---------- Material to process ----------

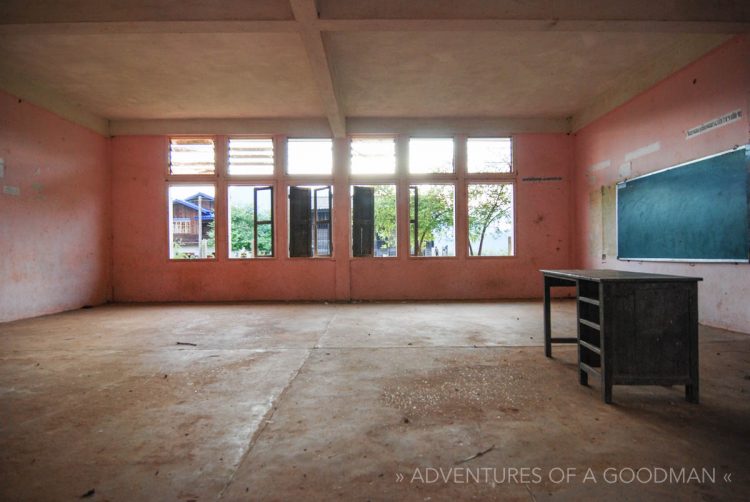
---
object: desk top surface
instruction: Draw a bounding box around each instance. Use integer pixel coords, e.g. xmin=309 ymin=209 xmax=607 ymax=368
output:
xmin=540 ymin=268 xmax=703 ymax=282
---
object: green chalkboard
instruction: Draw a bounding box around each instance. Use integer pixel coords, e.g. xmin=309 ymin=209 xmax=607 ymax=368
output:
xmin=617 ymin=146 xmax=750 ymax=262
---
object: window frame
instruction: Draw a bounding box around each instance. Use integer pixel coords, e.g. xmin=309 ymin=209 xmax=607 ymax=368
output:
xmin=286 ymin=186 xmax=335 ymax=260
xmin=226 ymin=185 xmax=276 ymax=261
xmin=165 ymin=181 xmax=221 ymax=263
xmin=464 ymin=181 xmax=518 ymax=259
xmin=349 ymin=183 xmax=401 ymax=260
xmin=406 ymin=181 xmax=458 ymax=260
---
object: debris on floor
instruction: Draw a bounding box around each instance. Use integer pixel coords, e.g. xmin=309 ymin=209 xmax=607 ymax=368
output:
xmin=456 ymin=444 xmax=495 ymax=465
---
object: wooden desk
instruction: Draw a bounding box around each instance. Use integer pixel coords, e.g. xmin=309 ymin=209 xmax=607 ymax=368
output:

----------

◆ **Given exercise**
Return each line of the entries that contains the word "desk".

◆ **Task result**
object: desk top surface
object: wooden desk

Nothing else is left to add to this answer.